▽
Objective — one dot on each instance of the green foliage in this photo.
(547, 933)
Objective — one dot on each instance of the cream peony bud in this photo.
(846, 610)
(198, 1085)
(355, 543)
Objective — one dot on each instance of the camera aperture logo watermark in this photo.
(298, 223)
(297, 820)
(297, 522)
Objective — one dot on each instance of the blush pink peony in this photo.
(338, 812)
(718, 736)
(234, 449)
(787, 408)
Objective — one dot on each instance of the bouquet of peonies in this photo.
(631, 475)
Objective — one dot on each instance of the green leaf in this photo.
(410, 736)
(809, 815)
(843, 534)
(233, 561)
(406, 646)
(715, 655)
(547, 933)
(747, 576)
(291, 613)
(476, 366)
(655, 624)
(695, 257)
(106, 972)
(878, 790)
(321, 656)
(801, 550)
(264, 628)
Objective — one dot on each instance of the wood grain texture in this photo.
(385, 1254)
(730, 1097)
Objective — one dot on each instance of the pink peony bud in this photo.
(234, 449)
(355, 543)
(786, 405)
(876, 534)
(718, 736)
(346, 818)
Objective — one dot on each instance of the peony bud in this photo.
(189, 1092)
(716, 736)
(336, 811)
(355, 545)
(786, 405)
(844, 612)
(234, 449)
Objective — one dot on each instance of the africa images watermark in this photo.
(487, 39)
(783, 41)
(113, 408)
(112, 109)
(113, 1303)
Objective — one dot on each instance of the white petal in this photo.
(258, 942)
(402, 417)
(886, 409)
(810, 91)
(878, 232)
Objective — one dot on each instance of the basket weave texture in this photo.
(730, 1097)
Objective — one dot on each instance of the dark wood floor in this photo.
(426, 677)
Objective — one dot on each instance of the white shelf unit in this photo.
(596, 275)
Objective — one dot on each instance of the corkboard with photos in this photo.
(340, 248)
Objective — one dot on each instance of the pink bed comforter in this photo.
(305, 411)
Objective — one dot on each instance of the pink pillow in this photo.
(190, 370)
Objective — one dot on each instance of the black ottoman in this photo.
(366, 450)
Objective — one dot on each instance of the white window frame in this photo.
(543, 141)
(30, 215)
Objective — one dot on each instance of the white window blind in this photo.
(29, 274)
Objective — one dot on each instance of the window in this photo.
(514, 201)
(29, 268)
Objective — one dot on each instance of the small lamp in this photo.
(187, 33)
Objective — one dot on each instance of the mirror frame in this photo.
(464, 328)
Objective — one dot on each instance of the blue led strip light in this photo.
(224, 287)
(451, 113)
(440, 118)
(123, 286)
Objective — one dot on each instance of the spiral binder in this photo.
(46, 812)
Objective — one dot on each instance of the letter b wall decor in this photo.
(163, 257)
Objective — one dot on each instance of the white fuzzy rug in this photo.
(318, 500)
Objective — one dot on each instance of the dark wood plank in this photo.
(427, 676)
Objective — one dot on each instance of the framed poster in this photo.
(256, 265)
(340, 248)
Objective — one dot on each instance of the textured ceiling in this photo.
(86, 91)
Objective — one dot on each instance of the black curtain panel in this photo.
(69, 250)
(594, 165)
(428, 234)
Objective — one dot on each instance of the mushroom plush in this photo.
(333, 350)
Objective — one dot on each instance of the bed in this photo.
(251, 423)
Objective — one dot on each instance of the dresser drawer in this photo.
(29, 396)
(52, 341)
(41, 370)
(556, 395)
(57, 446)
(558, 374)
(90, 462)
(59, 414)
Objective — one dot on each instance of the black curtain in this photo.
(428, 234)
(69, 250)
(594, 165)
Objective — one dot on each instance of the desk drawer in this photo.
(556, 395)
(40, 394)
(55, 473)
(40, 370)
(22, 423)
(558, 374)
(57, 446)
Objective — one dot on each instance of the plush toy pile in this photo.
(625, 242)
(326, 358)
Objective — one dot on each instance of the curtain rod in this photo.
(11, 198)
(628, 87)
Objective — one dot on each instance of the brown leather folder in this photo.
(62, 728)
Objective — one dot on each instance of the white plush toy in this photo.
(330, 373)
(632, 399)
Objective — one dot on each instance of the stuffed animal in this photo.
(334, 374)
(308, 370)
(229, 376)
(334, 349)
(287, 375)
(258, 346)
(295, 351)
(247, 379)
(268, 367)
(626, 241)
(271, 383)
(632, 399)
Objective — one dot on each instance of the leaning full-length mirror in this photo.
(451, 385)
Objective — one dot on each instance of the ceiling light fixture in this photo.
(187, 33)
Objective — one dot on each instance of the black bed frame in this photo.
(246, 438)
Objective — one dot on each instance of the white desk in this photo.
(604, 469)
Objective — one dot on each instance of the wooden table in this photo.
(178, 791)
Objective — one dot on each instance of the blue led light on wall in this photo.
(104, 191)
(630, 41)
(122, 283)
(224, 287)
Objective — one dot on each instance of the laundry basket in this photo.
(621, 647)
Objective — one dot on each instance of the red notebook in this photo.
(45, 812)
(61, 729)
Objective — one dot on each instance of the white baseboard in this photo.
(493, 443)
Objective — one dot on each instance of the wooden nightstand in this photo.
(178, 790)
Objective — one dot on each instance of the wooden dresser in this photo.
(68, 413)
△
Quote the records exactly, from the line containing "Objective — one dot on each instance of the ceiling" through the end of the records, both ends included.

Objective — one dot on each instance of the ceiling light fixture in this photo.
(187, 33)
Objective — one dot on each instance of the black bed frame in this photo.
(246, 438)
Objective — one dot on each instance of the white desk in this photo.
(604, 469)
Objective — one dot on each instance of the wooden table in this photo.
(178, 791)
Objective — one dot on each instance of the blue led light on wall in this photo.
(104, 191)
(630, 41)
(122, 283)
(224, 287)
Objective — one dot on each instance of the laundry basket in this photo.
(621, 647)
Objective — one dot on each instance of the red notebook in this photo.
(45, 812)
(61, 729)
Objective — one dot on each instance of the white baseboard in this photo.
(493, 443)
Objective — one dot on each instance of the wooden nightstand in this photo.
(178, 790)
Objective — one dot on each instance of the wooden dresser in this photo.
(68, 413)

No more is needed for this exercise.